In my view it all depends on cryo-cooler technology making hydrogen practical. If cryo-coolers can be made to work efficiently then ice on the Moon makes hydrogen the way to go. If a way to brew methane out of lunar resources can be found then that is plan B.
“Nothing like Apollo LM would ever be approved today,-“
It would absolutely be approved today. The design was nearly perfect if you want to put two people on the surface of the Moon from lunar orbit and then bring them back up. The pressure-fed hypergolic ablative thrust chamber engines, one variable and the other one not variable and even simpler for abort or ascent, were and are as good as it gets even now, over half a century later. What really surprises me is they have not simply taken that design and reproduced it with better materials. That is essentially what SpaceX did with the Falcon 9, which closely follows the design of the original Saturn 1B. Unfortunately SpaceX did not follow it closely enough and use an escape tower.
Hydrogen has the most energy- the highest Isp’s, well over 400. Because it requires more tankage this works against it in some ways but for upper stages it cannot be beat because of that number. Despite being extremely difficult to store and other problems- it is what took America to the Moon and von Braun, though initially being against hydrogen, eventually admitted the two hydrogen upper stages were the main reason Apollo succeeded.
Another reason hydrogen is desirable is the expander cycle rocket engine- the RL10 with an Isp of 460 seconds (!) which is a fairly simple engine and thus very reliable is the prime example. Hydrogen is so troublesome to maintain if these highest Isp numbers were not important then it would not be used. It is as simple as that. The ice on the Moon makes hydrogen desirable because propellants can be made from that ice. The trick is keeping it from boiling off. A high-powered efficient cryo-cooler would make all things possible in cislunar space by way of the lunar ice. But I have yet to see or hear anything about that hardware yet.
“Hydrogen is especially suited for heavy duty transport applications in buses, trucks, trains, ships, aircraft, and applications in stationary power.”
Only the last two really…ammonia works better in piston engines and ships with the caveat that nitrous oxide is filtered out of the exhaust. Ammonia transports far more easily that hydrogen. But you can’t filter jet exhaust so for commercial jets it is the go-to in the future.
I like the Stratolaunch as a candidate to use liquid hydrogen, carrying it in the two fuselages. A passenger pod equipped to detach and safely land with parachutes would make it a revolutionary commercial passenger jet.
“-for both a sustainable human presence on the moon and also future human missions to Mars,-“
Whenever Mars is mentioned it is a flag that what is being discussed is total B.S.

◆ **WRITTEN EXERCISE**
Please repeat the hydrogen passage verbatim, between "Only the last" and "in the future.", inclusive. The entries after this point aren't needed.

◆ **DATA SHOWN**

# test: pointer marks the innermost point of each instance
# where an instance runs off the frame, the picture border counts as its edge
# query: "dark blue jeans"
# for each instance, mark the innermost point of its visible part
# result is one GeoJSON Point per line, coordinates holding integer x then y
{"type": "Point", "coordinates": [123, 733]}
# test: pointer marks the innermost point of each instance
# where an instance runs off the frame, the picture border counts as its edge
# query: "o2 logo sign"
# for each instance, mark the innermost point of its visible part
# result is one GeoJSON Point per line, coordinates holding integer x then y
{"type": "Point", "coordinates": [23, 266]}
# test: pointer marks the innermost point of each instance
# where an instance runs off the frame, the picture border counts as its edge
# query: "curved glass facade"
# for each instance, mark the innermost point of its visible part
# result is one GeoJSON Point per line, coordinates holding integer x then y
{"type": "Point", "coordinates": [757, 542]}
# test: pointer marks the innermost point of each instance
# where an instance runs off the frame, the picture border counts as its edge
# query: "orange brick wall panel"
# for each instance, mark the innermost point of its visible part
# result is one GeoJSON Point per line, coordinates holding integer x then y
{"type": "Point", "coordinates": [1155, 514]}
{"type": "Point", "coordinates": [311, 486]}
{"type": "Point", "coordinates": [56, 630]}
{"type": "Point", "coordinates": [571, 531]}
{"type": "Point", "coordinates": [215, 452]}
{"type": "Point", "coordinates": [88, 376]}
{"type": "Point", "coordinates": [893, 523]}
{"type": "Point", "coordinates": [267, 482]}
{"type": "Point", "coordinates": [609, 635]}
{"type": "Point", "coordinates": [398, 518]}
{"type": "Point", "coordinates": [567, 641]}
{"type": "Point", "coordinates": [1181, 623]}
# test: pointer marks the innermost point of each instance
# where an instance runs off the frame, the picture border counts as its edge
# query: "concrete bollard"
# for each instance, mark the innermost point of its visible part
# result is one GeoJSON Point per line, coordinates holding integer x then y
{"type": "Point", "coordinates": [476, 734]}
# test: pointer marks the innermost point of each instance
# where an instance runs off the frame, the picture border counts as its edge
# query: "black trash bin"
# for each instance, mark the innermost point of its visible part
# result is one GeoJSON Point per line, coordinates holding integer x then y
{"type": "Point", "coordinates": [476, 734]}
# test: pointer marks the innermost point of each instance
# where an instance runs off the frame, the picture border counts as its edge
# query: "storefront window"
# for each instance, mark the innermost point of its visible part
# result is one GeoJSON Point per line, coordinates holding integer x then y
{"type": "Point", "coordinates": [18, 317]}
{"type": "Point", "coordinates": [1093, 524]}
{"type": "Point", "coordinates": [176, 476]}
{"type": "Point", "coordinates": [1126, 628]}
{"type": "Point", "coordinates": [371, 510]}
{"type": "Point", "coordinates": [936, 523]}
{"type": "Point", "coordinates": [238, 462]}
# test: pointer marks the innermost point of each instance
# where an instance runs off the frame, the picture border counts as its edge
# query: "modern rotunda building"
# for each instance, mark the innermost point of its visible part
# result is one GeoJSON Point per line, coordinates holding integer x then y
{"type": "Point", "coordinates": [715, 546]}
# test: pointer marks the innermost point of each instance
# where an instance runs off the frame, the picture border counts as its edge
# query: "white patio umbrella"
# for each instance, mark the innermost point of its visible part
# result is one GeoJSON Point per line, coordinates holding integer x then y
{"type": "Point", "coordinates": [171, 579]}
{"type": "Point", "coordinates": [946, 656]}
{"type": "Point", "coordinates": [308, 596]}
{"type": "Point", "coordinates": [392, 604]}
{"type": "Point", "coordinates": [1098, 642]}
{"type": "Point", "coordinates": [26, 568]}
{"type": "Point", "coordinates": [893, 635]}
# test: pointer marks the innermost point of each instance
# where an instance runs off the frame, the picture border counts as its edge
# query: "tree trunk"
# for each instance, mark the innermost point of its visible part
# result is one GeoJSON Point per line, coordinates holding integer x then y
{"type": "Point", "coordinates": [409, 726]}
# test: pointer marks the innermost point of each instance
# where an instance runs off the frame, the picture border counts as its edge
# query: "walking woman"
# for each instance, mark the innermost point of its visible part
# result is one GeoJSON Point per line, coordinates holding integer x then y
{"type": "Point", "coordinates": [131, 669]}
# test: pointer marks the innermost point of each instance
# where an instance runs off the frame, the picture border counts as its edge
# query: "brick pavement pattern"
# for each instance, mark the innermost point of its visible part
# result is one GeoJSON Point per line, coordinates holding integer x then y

◆ **ANSWER TO THE PROBLEM**
Only the last two really…ammonia works better in piston engines and ships with the caveat that nitrous oxide is filtered out of the exhaust. Ammonia transports far more easily that hydrogen. But you can’t filter jet exhaust so for commercial jets it is the go-to in the future.